• **THE PROBLEM**
Transcribe the entries that follow exactly as they appear, minus pictures.

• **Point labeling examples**
--- BEGIN ---
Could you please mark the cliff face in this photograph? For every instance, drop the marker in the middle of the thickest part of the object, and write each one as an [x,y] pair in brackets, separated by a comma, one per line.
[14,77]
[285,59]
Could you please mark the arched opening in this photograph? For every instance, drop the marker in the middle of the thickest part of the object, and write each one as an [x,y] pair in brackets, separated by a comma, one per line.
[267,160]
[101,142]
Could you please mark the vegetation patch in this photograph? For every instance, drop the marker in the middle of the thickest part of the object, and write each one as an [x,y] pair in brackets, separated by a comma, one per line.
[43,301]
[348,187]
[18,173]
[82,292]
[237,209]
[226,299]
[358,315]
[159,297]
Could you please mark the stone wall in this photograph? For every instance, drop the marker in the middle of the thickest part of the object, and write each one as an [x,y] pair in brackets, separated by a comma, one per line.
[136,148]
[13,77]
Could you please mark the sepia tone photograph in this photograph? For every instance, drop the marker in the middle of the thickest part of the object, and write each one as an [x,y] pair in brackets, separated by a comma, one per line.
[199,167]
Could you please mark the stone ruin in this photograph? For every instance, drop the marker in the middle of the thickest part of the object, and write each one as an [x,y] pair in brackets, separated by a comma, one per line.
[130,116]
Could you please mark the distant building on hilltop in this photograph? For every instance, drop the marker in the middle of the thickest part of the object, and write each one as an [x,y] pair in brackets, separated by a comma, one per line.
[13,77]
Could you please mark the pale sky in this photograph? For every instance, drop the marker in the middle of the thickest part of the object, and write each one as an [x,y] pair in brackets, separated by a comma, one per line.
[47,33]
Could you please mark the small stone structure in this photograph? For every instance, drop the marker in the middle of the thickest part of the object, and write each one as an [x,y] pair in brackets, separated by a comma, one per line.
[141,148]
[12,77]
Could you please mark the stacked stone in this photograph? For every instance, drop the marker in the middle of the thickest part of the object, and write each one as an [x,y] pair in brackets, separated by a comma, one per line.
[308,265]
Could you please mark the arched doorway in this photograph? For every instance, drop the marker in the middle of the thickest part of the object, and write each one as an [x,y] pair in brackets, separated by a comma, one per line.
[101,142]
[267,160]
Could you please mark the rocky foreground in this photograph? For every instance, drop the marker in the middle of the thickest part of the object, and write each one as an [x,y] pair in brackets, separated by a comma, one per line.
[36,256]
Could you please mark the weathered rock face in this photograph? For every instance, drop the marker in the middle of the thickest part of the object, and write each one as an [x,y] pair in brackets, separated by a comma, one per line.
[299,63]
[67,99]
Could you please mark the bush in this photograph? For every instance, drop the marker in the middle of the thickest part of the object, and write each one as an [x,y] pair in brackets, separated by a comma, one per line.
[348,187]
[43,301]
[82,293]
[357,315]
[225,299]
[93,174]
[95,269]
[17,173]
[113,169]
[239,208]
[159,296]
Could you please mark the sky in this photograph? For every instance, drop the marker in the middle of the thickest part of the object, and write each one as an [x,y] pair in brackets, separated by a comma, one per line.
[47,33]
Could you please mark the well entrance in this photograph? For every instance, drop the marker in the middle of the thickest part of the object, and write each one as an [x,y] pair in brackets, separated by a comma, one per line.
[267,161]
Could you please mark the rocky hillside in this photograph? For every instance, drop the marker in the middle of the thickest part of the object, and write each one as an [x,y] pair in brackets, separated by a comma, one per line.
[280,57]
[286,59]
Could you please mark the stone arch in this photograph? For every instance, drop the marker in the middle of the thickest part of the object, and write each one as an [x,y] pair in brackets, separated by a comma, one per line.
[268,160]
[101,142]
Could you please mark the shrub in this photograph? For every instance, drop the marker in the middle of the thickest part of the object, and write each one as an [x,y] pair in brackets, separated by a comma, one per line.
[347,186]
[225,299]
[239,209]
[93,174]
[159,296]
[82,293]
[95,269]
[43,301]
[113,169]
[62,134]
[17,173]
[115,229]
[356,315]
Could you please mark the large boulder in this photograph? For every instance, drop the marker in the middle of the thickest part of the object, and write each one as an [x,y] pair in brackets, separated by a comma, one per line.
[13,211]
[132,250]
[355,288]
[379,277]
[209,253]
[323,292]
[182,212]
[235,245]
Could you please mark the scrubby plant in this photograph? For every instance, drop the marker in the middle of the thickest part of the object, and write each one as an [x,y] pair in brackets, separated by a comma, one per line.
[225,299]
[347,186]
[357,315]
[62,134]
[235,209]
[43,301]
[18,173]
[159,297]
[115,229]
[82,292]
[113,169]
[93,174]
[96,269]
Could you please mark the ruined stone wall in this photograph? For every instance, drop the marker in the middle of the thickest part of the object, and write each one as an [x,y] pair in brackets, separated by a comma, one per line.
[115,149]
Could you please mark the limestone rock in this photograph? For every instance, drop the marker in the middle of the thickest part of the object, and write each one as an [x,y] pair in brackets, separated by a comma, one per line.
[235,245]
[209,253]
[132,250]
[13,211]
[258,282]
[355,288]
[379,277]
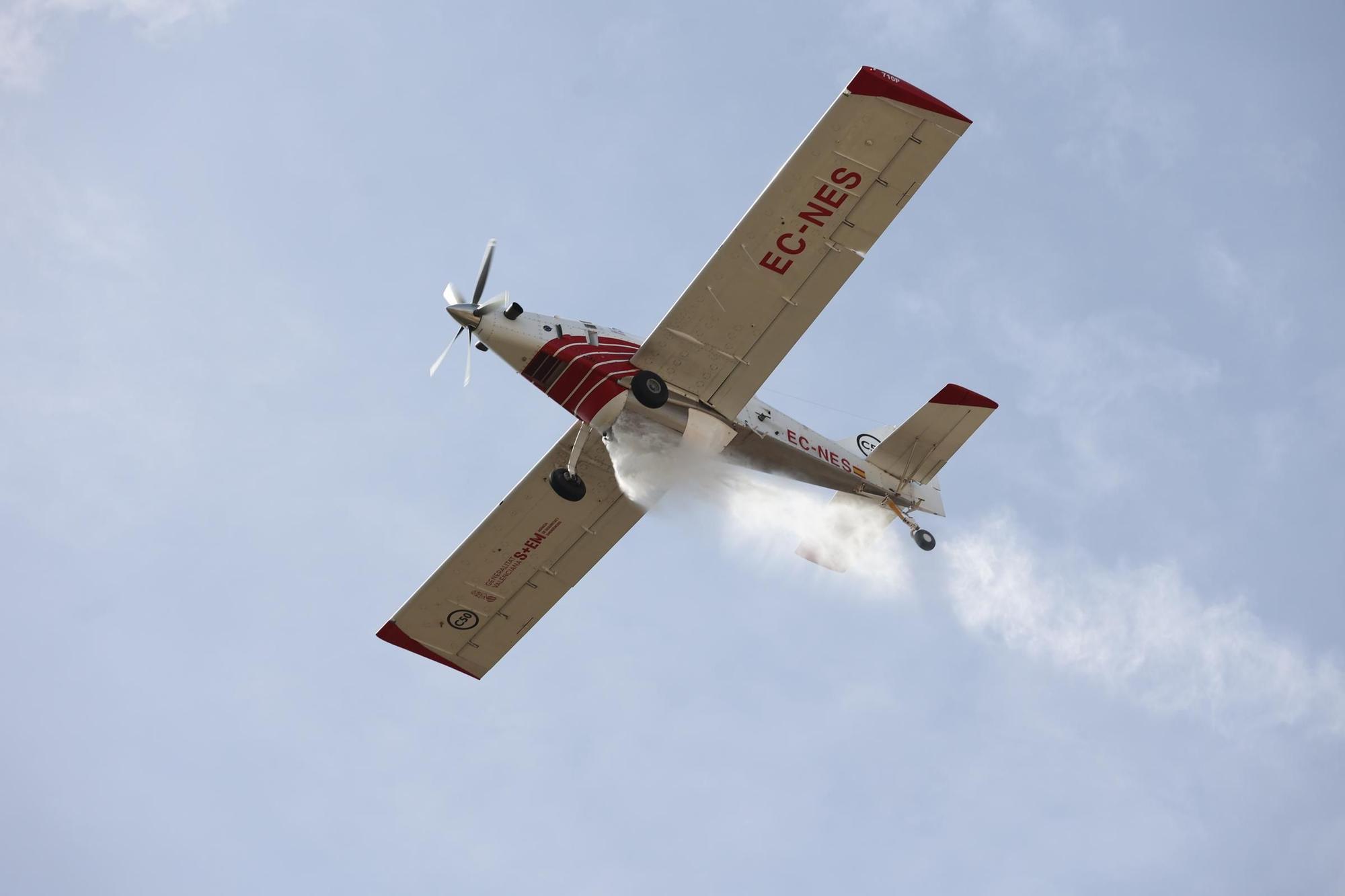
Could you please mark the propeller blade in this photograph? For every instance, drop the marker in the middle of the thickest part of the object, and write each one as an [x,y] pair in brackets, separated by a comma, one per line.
[486,270]
[498,300]
[467,378]
[445,354]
--- END ---
• **TASK RESPONSE**
Could you please mark the cliff face in this photograph? For every instance, drop the marker in the middle of the thickest part of the object, and write each one as an [x,y] pair in brackets, separated by a comma, one per line.
[14,77]
[285,59]
Could you please mark the arched opening in this photograph? For every instance, drop the marker in the middle of the thickest part of the object, and write each one as an [x,y] pair in brackets, separated by a comma, one per line.
[267,160]
[101,142]
Could you please mark the vegetation patch in this photograph? For every instance, drop the marker in the middle of the thickest part of the object, and write each one as an [x,y] pair in brackets, separated by a comma, one per line.
[43,301]
[348,187]
[18,173]
[82,292]
[237,209]
[226,299]
[358,315]
[159,297]
Could you please mark the stone wall in this photograph? For every instance, drop the marker in the middle of the thickest part of the object, and write each one as an [x,y] pair in brackets, separated by a comma, one per line.
[136,148]
[13,77]
Could you please mark the sepia tone photograph in this photograph? For every instance, drop the marker in the middle of the thickest part of the object, and write each one as an [x,y] pair in brackets, separated by a comma, one per line.
[199,167]
Could you please mark the stone ruin in this photograph? For every instance, drop the marker in the middle of the thickest part of the object, and write each one as an [x,y] pair in brackets, separated by a comma, one per line.
[130,116]
Could you please mark the distant building on hilltop in this photograph? For every instance, drop the marker in the middle of the thickest part of the object, and write each one as an [x,y] pair in brackets, separated by a comma, one per line.
[13,77]
Could you please mark the pale sky in this photograph? For every instance, drop the marker in the middle of the thickest part of the object, and write each one as an [x,y] pair in brackets, separated by a comma, one per line.
[47,33]
Could you please mark the small stone structure in this photograph? For every instance, drop the marker in the middle of the thickest part of the object, and write each one as an [x,y] pair in brackets, separated by a comma, one per line.
[141,148]
[12,77]
Could you please mark the stacked stone in this photograph? For every instance, drop the marker in the middle of the thickest part of the object, and write each one as an [x,y] pair in brackets, separated by a comma, one per line.
[308,265]
Could you please mark the arched doorway in this photograph? For every instance, drop the marker in the middle of the thickest part of the object, and write each one as an [x,y] pair in brackets, separated by a comma, one per line.
[101,142]
[267,160]
Could you please mark the rocky foreground in this photograph? For every instance, drop the marker in the middle of the thickest part of the object, and write each one as an [x,y] pair in brackets, separated by a comma, one per line.
[36,256]
Could you please mark the weathered rock face in this photograph? For every instance, drop the marker in the middle of the thickest part of the object, and write each one as an [x,y] pair in brackets, separated by a comma, one per line.
[299,63]
[67,99]
Could you please mark the bush in this photograph? For every instance, drop the marker in the middle of the thickest part of the object, and write each one as an [x,y] pair in brackets, separated by a comma, one per line.
[348,187]
[43,301]
[82,293]
[357,315]
[225,299]
[93,174]
[95,269]
[17,173]
[113,169]
[239,208]
[159,296]
Could you please mark the sky in this photograph? For every instance, drop the marker in the middle of the thickest part of the object, and write each one as an [x,y] pair in brackets, separated by a comma, one per line.
[47,33]
Could you please mark the well entrance in this photograph? For every instance, drop the marker in the middle of the thickest part of the object, and write each one as an [x,y] pair in brackets, separated by a comma, one per line.
[267,161]
Could you please mark the rocky hillside in this photograph? For every instance, drop the marker in the middle of the thickest part of the object, and write each one as an [x,y] pair in brackets, separated by a comma, one per line.
[280,57]
[286,59]
Could you please mark the stone arch in this photograph? For every instance, drop the marker in the middle of the thickest part of the object, and write each one as an [x,y] pair in brackets, separated by a comma, one per line.
[268,160]
[101,142]
Could you please mark the shrub in this photograph? For every instance, drop the marker in the middle of the thickest part of the object, and write each one as an [x,y] pair in brackets, separated by a comma, one per line.
[347,186]
[225,299]
[239,209]
[93,174]
[159,296]
[82,293]
[95,269]
[43,301]
[113,169]
[62,134]
[17,173]
[115,229]
[356,315]
Could you please mark the large boulder in this photograph? For every instance, drop the marker in the middle of the thickest part of the object, and write each one as an [x,y] pair in brackets, separated by a comma, one per line.
[13,211]
[132,250]
[355,288]
[379,277]
[209,253]
[323,292]
[182,212]
[235,245]
Could you please mark the scrubby plant in this photograph? For every instance, drop the marker in the middle of the thickest part of the object, and write each one as an [x,y] pair in brackets, separated by a comma, one per line.
[225,299]
[347,186]
[357,315]
[62,134]
[235,209]
[43,301]
[18,173]
[159,297]
[115,229]
[82,292]
[113,169]
[93,174]
[96,269]
Could you please mark the ruined stone wall in this photograph? For every instance, drop the marker in the middle of the thickest part of the object, and write each one as an [x,y] pair in brackets, separated by a comma, one per line.
[115,149]
Could you please mark the limestone rock in this photograph? For every instance, drop the marker in the middle of the thickest part of the object, and write each one as an [x,y] pair in brackets, separated by a comma, one per line.
[235,245]
[209,253]
[132,250]
[13,211]
[258,282]
[355,288]
[379,277]
Could you please mark the propeller blade in this photograph? For every instance, drop the marker in the middle of the thickest part of the object, and write each one as an [x,y] pair in brackets, separated by a comma, one per line.
[486,270]
[498,300]
[467,378]
[445,354]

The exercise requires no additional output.